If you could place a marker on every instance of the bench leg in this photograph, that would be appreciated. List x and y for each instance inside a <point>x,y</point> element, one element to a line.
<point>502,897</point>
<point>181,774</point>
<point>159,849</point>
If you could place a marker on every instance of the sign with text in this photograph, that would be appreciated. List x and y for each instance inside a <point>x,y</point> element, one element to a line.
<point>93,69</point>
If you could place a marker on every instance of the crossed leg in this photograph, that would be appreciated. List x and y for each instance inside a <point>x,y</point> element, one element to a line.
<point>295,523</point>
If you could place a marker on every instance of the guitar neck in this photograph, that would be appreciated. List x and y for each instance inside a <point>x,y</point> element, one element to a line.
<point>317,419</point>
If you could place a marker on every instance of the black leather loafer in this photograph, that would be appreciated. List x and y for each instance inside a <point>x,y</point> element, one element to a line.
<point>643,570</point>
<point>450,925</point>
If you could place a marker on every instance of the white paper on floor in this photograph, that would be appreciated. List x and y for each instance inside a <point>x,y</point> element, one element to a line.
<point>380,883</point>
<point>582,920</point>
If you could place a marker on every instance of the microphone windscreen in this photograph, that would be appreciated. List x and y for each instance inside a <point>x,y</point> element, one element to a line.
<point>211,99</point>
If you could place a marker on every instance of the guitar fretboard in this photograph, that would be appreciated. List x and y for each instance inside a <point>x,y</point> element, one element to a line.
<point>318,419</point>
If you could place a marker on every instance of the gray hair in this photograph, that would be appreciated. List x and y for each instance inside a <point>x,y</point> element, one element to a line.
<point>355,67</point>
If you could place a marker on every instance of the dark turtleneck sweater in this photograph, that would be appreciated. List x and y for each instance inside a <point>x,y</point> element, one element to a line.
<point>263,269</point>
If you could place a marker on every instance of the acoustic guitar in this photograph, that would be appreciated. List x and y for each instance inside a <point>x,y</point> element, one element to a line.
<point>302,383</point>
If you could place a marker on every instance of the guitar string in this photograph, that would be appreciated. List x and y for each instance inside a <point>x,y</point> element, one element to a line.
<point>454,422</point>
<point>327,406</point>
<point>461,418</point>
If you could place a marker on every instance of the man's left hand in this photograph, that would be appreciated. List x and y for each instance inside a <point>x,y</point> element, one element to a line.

**TASK DIRECTIONS:** What you give back should be exactly the lines of the entries above from the one containing "of the gray" to the end, and nothing more.

**RESPONSE BELOW:**
If you could place a marker on every instance of the gray hair in this photograph, that would be appreciated. List x and y for each instance inside a <point>x,y</point> element, one element to a line.
<point>355,67</point>
If you could place a marker on every instance of the dark turtleneck sweater in this photograph, that would be appreciated. List x and y for each instance inside a <point>x,y</point> element, one element to a line.
<point>263,269</point>
If you could place a marker on every instance of the acoustic guitar in this photograph, that would be appreciated. List x and y for each instance inside a <point>x,y</point> element, one element to a line.
<point>302,383</point>
If you could place a marker on every instance of the guitar string in this photograph, that would be appreciated. List x and y for each instance inside a <point>x,y</point> element, one element to a line.
<point>454,422</point>
<point>327,406</point>
<point>461,418</point>
If you could place a marker on every instance of the man's left hand in this photograph, that would be appreciated. List x and y for each instance inside a <point>x,y</point> element, one element to a line.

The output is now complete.